## WORK TASK
Retype each entry below exactly as it stands.

(Point localization data)
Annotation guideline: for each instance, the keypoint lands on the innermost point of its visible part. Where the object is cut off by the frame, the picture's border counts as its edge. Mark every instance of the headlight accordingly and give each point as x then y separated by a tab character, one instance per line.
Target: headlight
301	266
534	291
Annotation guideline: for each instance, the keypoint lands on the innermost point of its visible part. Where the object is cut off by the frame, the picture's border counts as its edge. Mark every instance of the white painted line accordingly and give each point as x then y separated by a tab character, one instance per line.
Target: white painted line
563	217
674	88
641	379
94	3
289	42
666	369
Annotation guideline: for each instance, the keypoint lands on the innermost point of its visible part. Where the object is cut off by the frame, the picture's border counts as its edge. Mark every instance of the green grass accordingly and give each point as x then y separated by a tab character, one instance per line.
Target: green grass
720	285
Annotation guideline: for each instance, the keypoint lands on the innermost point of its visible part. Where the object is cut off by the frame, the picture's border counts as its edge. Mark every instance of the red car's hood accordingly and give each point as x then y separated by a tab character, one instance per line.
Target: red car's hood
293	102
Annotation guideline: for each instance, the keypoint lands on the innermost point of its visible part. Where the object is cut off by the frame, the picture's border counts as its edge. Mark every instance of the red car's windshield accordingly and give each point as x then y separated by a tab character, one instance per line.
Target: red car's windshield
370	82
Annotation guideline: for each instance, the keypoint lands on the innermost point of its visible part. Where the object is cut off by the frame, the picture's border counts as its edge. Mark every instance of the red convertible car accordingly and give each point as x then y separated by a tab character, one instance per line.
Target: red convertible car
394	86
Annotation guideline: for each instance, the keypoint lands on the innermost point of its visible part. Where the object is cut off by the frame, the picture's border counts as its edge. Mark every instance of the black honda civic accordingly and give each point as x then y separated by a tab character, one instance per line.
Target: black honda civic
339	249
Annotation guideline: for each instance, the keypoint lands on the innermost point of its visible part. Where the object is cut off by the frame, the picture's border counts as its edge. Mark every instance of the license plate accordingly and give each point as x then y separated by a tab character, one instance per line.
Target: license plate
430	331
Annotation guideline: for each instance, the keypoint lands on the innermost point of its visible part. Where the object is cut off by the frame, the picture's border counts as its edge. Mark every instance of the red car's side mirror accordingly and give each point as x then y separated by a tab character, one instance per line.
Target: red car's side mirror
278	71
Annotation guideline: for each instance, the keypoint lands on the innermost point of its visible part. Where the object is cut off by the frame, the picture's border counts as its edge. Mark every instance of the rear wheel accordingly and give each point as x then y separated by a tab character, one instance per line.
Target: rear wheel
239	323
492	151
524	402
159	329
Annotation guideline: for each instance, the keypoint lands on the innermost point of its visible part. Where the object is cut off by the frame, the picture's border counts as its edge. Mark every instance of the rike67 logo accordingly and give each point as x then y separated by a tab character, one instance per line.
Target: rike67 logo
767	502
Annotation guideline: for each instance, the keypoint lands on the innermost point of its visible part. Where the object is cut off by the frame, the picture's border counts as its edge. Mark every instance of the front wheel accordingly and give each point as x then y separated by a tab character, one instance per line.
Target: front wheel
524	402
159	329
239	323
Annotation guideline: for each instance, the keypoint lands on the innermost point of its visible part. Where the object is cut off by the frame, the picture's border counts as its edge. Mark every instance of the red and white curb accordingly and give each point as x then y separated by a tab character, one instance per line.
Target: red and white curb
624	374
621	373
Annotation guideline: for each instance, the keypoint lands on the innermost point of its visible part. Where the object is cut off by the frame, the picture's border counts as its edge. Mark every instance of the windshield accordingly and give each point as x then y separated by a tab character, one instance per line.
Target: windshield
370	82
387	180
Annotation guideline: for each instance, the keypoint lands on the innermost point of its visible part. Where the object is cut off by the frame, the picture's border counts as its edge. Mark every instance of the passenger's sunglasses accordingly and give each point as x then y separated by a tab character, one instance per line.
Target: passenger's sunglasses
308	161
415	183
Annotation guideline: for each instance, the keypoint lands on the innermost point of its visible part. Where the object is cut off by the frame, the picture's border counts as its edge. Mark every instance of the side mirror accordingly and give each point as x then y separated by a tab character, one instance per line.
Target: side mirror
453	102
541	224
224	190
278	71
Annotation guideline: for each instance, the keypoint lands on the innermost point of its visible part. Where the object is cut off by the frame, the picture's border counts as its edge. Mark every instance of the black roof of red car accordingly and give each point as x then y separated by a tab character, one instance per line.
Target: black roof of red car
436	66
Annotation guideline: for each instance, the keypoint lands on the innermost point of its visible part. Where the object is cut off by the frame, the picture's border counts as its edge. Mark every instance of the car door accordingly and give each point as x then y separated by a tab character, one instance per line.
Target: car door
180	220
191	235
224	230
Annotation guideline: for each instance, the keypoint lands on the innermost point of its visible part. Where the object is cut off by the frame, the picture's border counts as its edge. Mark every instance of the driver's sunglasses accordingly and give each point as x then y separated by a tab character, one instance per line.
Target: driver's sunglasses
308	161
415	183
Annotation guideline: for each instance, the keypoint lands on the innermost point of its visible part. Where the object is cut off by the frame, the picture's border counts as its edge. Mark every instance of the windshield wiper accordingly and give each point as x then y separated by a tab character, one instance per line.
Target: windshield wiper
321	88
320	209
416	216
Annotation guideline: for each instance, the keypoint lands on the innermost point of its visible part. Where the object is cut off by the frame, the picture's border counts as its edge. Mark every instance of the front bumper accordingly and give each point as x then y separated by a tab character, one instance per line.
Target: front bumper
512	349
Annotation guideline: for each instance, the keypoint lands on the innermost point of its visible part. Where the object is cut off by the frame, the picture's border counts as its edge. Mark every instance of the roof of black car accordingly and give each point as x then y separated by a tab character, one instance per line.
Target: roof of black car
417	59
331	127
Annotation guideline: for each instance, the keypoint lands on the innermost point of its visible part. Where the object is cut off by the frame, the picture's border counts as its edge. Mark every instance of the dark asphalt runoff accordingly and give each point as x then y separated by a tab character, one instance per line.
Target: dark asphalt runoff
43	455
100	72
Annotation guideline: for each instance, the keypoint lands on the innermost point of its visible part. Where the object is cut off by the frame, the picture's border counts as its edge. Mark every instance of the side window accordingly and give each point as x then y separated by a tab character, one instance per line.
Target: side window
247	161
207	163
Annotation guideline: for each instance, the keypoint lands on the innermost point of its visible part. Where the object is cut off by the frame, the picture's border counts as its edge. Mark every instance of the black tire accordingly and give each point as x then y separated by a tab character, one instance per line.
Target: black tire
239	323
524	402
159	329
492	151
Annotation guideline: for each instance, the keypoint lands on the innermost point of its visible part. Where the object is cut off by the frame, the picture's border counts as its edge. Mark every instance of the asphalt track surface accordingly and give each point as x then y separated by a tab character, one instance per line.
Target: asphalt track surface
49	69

## ANSWER AREA
Annotation guideline: for each instance, the keypoint lands on the innermost point of its visible part. Where the object is cut off by the frame, the picture's border counts as its edge. Mark every instance of the headlight accordingly and give each point as x then y separated by a tab character, one instance per line.
Target: headlight
301	266
534	291
Annotation guideline: for each instance, the keypoint lands on the innermost point of its visible part. Where the object is cut off by the frame, the picture's border counts as its edge. Mark every instance of the white painted line accordingly and give each point as x then y separated by a tab character, one instance per line.
Target: white painted line
563	217
674	88
641	379
94	3
289	42
666	369
Annotation guideline: for each instance, the keypoint lands on the innermost point of its visible part. Where the object is cut off by the frame, the picture's border counts as its edge. Mark every instance of the green grass accordingly and give each point as x then y separated by a tab character, one instance per line.
Target: green grass
720	285
Annotation guideline: for each instance, the keypoint lands on the innermost point of its visible part. Where the object is cut off by the frame, the picture's border counts as its edge. Mark every instance of the red car's hood accordingly and give each point as x then y separated by a tab character, one instance per line.
Target: red car's hood
293	102
Annotation guideline: for each instance, the keypoint lands on the innermost point of its visible part. Where the object is cut off by the frame, the picture's border counts as its edge. Mark every instance of the red car's windshield accordingly and give each point as x then y separated by a tab character, one instance per line.
Target: red car's windshield
370	82
Annotation guideline: for each instance, the keypoint lands on the innermost point of its visible part. Where the object is cut off by the frame, the picture's border counts as its edge. Mark every instance of the red convertible car accordingly and give each point as x then y separated by a tab character, one instance per line.
Target: red convertible car
394	86
Annotation guideline: for each instance, the keypoint lands on the innermost point of its visible part. Where the object is cut off by the frame, the picture's border counts as its edge. Mark every instance of the black honda civic accordingly and give each point as x then y separated by a tab character, one instance per line.
Target: black honda civic
339	249
Annotation guideline: for each instance, the keypoint lands on the innermost point of its visible part. Where the object is cut off by the frame, the picture's border counts as its edge. Mark every instance of the license plate accordingly and give each point as x then y separated by a tab character, one instance per line.
Target: license plate
430	331
Annotation guideline: for each instance, the keypoint lands on the innermost point of its visible part. Where the object is cut off by the frame, the picture's border counts as its edge. Mark every instance of the red car's side mirror accordingly and give each point as x then y separated by a tab character, one instance per line.
Target: red car's side mirror
278	71
Annotation guideline: for each instance, the keypoint lands on the innermost point of its visible part. Where the object is cut off by the frame, the picture's border counts as its edge. Mark every instance of the rear wheel accordingly and give each point as x then y separated by a tab character, one instance per line.
Target: rear wheel
239	323
492	151
524	402
159	329
Annotation guideline: for each instance, the keypoint lands on the innermost point of its visible part. Where the object is cut off by the frame, the picture's border counts as its edge. Mark every instance of the rike67 logo accordingly and give each point as x then y separated by a tab character, one instance per line.
Target: rike67 logo
767	502
Annotation guideline: for each instance, the keypoint lands on the innermost point of its visible part. Where the object is cut off by the frame, the picture's border counts as its edge. Mark every instance of the front wheel accordingly and give each point as x then y separated by a tab character, one instance per line.
Target: front wheel
524	402
159	329
239	323
Annotation guideline: for each instance, the keypoint lands on the innermost point of its visible part. Where the object is cut off by the frame, the picture's border counts as its edge. Mark every instance of the red and white curb accordingly and give each point as x then y separated by a tab character, one instance per line.
Target: red and white curb
624	374
621	373
Annotation guideline: for each instance, the keypoint lands on the innermost point of its visible part. Where the object is cut off by the frame, the picture's border counts as its edge. Mark every instance of the windshield accordingly and give each point as x then y separated by a tab character, one instance per line.
Target: windshield
370	82
387	180
Annotation guideline: for each instance, the keypoint lands on the innermost point of its visible part. Where the object is cut off by the frame, the picture's border counts as its edge. Mark every instance of the passenger's sunglasses accordingly and give each point as x then y separated by a tab character, one instance per line.
Target: passenger's sunglasses
308	161
415	183
Annotation guideline: for each instance, the keypoint lands on the innermost point of its visible part. Where the object is cut off by the frame, the picture's border counts as its edge. Mark every instance of the side mirror accordingly and give each point as x then y separated by a tab character, one instance per line.
Target: side mirror
453	102
541	224
224	190
278	71
Annotation guideline: for each instance, the keypoint lands on the innermost point of its visible part. Where the object is cut off by the frame, the picture's border counts as its edge. Mark every instance of the black roof of red car accordingly and give each point as x then y separated by a tab character, one instance per line.
Target: black roof of red car
436	66
Annotation guideline: for each instance, the keypoint lands on the innermost point of its visible part. Where the object is cut off by the frame, the picture's border counts as its edge. Mark every instance of the car door accordingly and give each point as x then y separated by a tab character, one instance per line.
Target: car door
180	220
191	235
224	230
Annotation guideline: for each instance, the keypoint lands on the innermost point of its visible part. Where the object is cut off by the frame, the picture's border counts as its edge. Mark every instance of the driver's sunglasses accordingly and give each point as x then y separated by a tab character, one instance per line.
Target: driver's sunglasses
308	161
415	183
Annotation guideline: for each instance, the keypoint lands on the innermost point of its visible part. Where the object is cut off by the frame, the picture's border counts as its edge. Mark every instance of the windshield wiper accordingly and give each point as x then y separated by a tab character, one instance per line.
Target: windshield wiper
321	88
320	209
416	216
Annotation guideline: for each instance, the keypoint lands on the innermost point of its visible part. Where the object is cut off by the frame, the picture's border counts as its edge. Mark every instance of the front bumper accordingly and give each point as x then y separated by a tab character, one instance per line.
Target: front bumper
512	349
Annotation guideline: for each instance, the keypoint lands on the innermost point of its visible part. Where the object is cut off by the frame, the picture's border counts as its edge. Mark every instance of the roof of black car accordingly and give each point as x then y separated by a tab character, one instance per line.
Target: roof of black car
417	59
331	127
Annotation guideline: for each instance, the keypoint lands on the innermost point of its visible part. Where the object is cut off by the frame, the picture's border counts as its edge. Mark every instance of the dark asphalt runoff accordingly and give each point as x then y separated by a tab character, one instance per line.
Target: dark asphalt runoff
43	455
100	72
Annotation guideline: for each instance, the keypoint lands on the innermost point of its visible part. Where the object is cut off by the frame, the picture's border counts as its edge. Mark every instance of the side window accordingly and give each point as x then y separated by a tab character, one instance per line.
Target: side window
247	161
207	163
Annotation guideline: for each instance, the keypoint lands on the innermost point of its visible part. Where the object is cut off by the frame, the picture's border counts as its edge. Mark every instance of the black tire accordingly and give each point as x then y separated by a tab character, one instance per line.
Target: black tire
239	323
524	402
159	329
492	151
Annotation guideline: for each instance, the keypoint lands on the innermost point of its visible part. Where the object is cut off by the frame, the picture's border counts as its edge. Mark every instance of the asphalt track surface accordingly and give each point as x then y separated by a tab character, one instance per line.
Target: asphalt track surface
49	69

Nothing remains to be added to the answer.